### Exercise aim
Give back every record below precisely as written.

--- Information shown Enclosed Below ---

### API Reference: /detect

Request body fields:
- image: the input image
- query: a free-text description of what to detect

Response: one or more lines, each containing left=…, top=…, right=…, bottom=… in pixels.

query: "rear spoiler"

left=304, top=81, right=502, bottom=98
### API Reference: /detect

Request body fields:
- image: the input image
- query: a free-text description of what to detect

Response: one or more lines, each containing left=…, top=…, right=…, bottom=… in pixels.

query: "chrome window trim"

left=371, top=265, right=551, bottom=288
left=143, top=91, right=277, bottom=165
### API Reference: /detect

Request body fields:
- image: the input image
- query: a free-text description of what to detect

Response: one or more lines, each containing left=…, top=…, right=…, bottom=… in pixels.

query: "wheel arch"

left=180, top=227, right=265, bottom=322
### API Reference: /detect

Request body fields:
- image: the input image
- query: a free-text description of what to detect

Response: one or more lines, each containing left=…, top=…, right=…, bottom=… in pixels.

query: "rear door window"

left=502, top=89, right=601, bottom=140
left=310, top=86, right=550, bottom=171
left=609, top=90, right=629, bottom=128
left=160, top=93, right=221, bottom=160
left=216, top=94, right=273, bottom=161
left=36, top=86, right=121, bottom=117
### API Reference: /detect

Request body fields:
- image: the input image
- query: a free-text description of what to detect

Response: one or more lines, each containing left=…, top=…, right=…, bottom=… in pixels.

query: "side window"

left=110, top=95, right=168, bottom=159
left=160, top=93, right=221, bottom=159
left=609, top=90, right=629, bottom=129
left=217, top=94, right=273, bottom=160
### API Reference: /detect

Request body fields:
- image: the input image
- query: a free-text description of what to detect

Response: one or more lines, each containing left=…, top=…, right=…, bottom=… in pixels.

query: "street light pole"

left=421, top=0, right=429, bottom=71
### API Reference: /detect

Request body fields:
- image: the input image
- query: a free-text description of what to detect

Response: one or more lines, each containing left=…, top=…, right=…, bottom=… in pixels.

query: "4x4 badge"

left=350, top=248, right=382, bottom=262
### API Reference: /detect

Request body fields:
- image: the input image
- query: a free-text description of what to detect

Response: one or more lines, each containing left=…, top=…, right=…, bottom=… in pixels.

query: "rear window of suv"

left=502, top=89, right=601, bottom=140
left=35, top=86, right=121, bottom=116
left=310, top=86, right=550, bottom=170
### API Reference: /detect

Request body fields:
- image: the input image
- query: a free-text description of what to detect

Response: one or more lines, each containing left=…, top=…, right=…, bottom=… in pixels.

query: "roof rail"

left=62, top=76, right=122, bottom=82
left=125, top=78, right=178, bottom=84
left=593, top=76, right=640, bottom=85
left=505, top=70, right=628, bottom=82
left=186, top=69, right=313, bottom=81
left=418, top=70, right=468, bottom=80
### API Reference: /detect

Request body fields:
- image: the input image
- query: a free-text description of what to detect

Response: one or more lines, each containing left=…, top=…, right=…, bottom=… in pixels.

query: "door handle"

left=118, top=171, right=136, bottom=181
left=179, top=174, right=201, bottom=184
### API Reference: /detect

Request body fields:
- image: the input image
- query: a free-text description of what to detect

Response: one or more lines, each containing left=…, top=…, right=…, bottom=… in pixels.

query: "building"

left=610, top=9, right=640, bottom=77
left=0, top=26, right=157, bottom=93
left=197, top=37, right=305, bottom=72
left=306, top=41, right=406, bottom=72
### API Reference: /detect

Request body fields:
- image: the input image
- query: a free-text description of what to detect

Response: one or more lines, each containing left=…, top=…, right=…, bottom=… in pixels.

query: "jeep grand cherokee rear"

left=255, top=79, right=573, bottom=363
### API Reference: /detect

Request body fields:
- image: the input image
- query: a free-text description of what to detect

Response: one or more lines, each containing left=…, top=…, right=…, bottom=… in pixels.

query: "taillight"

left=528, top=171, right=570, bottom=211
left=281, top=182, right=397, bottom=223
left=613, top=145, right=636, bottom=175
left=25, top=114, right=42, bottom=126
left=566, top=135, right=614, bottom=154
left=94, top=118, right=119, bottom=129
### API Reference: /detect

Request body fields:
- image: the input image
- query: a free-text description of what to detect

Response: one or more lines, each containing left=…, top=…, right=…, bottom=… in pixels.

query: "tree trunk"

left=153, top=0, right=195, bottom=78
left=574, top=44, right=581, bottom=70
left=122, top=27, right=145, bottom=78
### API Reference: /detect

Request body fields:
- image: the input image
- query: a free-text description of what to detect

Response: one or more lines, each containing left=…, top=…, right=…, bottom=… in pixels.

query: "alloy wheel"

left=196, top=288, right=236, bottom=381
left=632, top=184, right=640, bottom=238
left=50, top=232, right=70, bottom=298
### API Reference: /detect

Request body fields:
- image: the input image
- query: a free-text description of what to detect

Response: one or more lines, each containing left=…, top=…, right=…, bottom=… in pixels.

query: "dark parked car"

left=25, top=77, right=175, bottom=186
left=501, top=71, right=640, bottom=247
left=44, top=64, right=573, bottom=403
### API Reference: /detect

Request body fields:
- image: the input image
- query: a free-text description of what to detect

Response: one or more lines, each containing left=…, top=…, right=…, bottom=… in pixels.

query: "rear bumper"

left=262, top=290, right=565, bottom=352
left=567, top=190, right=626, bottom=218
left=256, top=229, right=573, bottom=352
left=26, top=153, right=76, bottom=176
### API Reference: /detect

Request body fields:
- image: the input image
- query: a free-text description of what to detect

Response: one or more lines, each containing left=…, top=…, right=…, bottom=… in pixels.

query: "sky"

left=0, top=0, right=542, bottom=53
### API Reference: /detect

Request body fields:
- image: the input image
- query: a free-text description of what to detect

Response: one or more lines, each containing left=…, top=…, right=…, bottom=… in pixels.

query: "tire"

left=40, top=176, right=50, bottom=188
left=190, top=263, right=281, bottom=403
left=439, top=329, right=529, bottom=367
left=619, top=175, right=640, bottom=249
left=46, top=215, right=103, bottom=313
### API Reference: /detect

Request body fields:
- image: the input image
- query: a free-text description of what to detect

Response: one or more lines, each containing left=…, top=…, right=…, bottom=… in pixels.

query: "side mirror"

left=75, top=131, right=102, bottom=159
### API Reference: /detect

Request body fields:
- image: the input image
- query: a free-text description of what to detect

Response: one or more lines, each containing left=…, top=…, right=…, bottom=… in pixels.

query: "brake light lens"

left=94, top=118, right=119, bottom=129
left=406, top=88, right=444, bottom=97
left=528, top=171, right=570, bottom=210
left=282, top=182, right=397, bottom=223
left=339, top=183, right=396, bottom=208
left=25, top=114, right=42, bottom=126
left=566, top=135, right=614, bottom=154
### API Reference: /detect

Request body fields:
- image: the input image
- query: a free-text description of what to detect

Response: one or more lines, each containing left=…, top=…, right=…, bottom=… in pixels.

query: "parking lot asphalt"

--- End of Enclosed Information shown ---

### Written solution
### API Reference: /detect

Request body fields:
- image: the input image
- query: a free-text description of what to detect

Response: one or more lines, each containing left=…, top=…, right=…, bottom=… in pixels.

query: "rear spoiler"

left=304, top=81, right=502, bottom=98
### API Reference: /detect

Request body fields:
- image: the input image
- query: a free-text description of what to detect

Response: one or more lines, each containing left=…, top=…, right=…, bottom=… in pixels.

query: "chrome window trim"

left=371, top=265, right=551, bottom=288
left=143, top=91, right=277, bottom=165
### API Reference: /detect

Request body fields:
- image: the input image
- query: a free-text description of what to detect

Response: one or more lines, each containing left=…, top=…, right=…, bottom=… in pixels.

query: "wheel arch"

left=180, top=227, right=265, bottom=322
### API Reference: /detect

Request body fields:
- image: the input image
- query: a free-text description of what to detect

Response: one or more lines, each containing left=…, top=…, right=…, bottom=… in pixels.

query: "rear door window"

left=502, top=89, right=601, bottom=140
left=310, top=86, right=550, bottom=171
left=609, top=90, right=629, bottom=128
left=160, top=93, right=221, bottom=160
left=216, top=94, right=273, bottom=161
left=36, top=86, right=121, bottom=117
### API Reference: /detect

Request body fields:
- image: the input image
- query: a free-text description of what to detect

Response: one or more lines, each containing left=…, top=…, right=…, bottom=… in pixels.

query: "side window"

left=110, top=95, right=168, bottom=159
left=160, top=93, right=221, bottom=159
left=609, top=90, right=629, bottom=129
left=217, top=94, right=273, bottom=160
### API Reference: /detect

Request body fields:
- image: the input image
- query: a free-text description of what to detect

Response: one or more lines, each containing left=…, top=…, right=…, bottom=… in pixels.

query: "street light pole"

left=421, top=0, right=429, bottom=71
### API Reference: /detect

Request body fields:
- image: the input image
- query: a free-text description of what to detect

Response: one or more lines, each containing left=…, top=…, right=…, bottom=… in pixels.

query: "4x4 badge"

left=350, top=248, right=382, bottom=262
### API Reference: /detect

Request body fields:
- image: the input image
- query: a free-text description of what to detect

Response: one or more lines, each containing left=…, top=…, right=…, bottom=… in pixels.

query: "rear window of suv"

left=502, top=89, right=601, bottom=140
left=35, top=86, right=121, bottom=116
left=310, top=86, right=550, bottom=170
### API Reference: /detect

Request body fields:
- image: the input image
- query: a free-text description of what to detect

Response: one or more lines, each containing left=…, top=…, right=…, bottom=… in pixels.

query: "roof rail"

left=62, top=76, right=122, bottom=82
left=125, top=78, right=178, bottom=84
left=593, top=76, right=640, bottom=85
left=505, top=70, right=628, bottom=82
left=186, top=69, right=313, bottom=81
left=418, top=70, right=468, bottom=80
### API Reference: /detect

Request body fields:
- image: the input image
- query: a free-text description of what to detect

Response: one or more lines, each containing left=…, top=…, right=…, bottom=… in pixels.

query: "door handle"

left=118, top=171, right=136, bottom=181
left=179, top=174, right=201, bottom=184
### API Reference: /detect

Request body fields:
- image: the input image
- query: a free-text description of what to detect

Response: one or more lines, each containing left=…, top=…, right=…, bottom=… in pixels.

query: "building"

left=610, top=9, right=640, bottom=77
left=0, top=26, right=157, bottom=93
left=197, top=37, right=305, bottom=72
left=306, top=41, right=406, bottom=72
### API Reference: /detect

Request body fields:
- image: the input image
- query: a free-text description of what to detect

Response: one or more lines, each containing left=…, top=…, right=…, bottom=… in pixels.

query: "jeep grand cherokee rear"

left=255, top=79, right=573, bottom=363
### API Reference: /detect

Request body fields:
- image: the input image
- query: a free-text description of what to detect

Response: one or more lines, each containing left=…, top=…, right=…, bottom=… in pixels.

query: "taillight"

left=528, top=171, right=570, bottom=211
left=281, top=182, right=397, bottom=223
left=613, top=145, right=636, bottom=175
left=25, top=114, right=42, bottom=126
left=566, top=135, right=614, bottom=154
left=94, top=118, right=119, bottom=129
### API Reference: /detect

Request body fields:
- image: the input image
- query: a free-text description of what to detect

Response: one or more lines, each containing left=…, top=…, right=…, bottom=… in pixels.

query: "tree trunk"

left=153, top=0, right=195, bottom=78
left=574, top=44, right=581, bottom=70
left=122, top=27, right=145, bottom=78
### API Reference: /detect

Request body fields:
- image: the input image
- query: a free-text description of what to detect

Response: one or more lines, each containing left=…, top=…, right=…, bottom=… in pixels.

query: "alloy wheel"

left=196, top=288, right=236, bottom=381
left=632, top=184, right=640, bottom=238
left=50, top=232, right=70, bottom=298
### API Reference: /detect

Request body fields:
- image: the input image
- query: a free-text description of what to detect

Response: one or more lines, each containing left=…, top=…, right=…, bottom=… in pixels.

query: "dark parked car"

left=25, top=77, right=175, bottom=186
left=501, top=71, right=640, bottom=247
left=44, top=64, right=573, bottom=403
### API Reference: /detect

Request body fields:
- image: the input image
- query: a free-text description of what to detect

Response: one or more lines, each containing left=…, top=…, right=…, bottom=… in pixels.

query: "rear bumper"

left=262, top=290, right=565, bottom=352
left=567, top=190, right=626, bottom=218
left=256, top=229, right=573, bottom=352
left=26, top=153, right=76, bottom=176
### API Reference: /detect

Request body fields:
- image: the input image
- query: a free-text description of what to detect

Response: one or more lines, each containing left=…, top=…, right=…, bottom=… in pixels.

query: "sky"

left=0, top=0, right=542, bottom=53
### API Reference: /detect

Request body fields:
- image: the input image
- query: a free-text description of what to detect

Response: one or more lines, each containing left=…, top=…, right=…, bottom=… in pixels.

query: "tire"

left=40, top=176, right=50, bottom=188
left=190, top=263, right=281, bottom=403
left=439, top=329, right=529, bottom=367
left=619, top=175, right=640, bottom=249
left=46, top=215, right=103, bottom=313
### API Reference: /detect

Request body fields:
- image: the input image
- query: a free-text description of what to detect

Response: one or more lines, each containing left=…, top=…, right=…, bottom=… in pixels.

query: "side mirror"

left=75, top=131, right=102, bottom=159
### API Reference: /detect

Request body fields:
- image: the input image
- query: a free-text description of what to detect

Response: one or more lines, each containing left=…, top=…, right=…, bottom=… in pixels.

query: "brake light lens"

left=94, top=118, right=119, bottom=129
left=406, top=88, right=444, bottom=97
left=528, top=171, right=570, bottom=210
left=282, top=182, right=397, bottom=223
left=339, top=183, right=396, bottom=208
left=25, top=114, right=42, bottom=126
left=566, top=135, right=614, bottom=154
### API Reference: /detect

Request body fields:
- image: the input image
- query: a free-text description of what to detect

Response: one or more lines, each containing left=…, top=…, right=…, bottom=… in pixels.

query: "parking lot asphalt"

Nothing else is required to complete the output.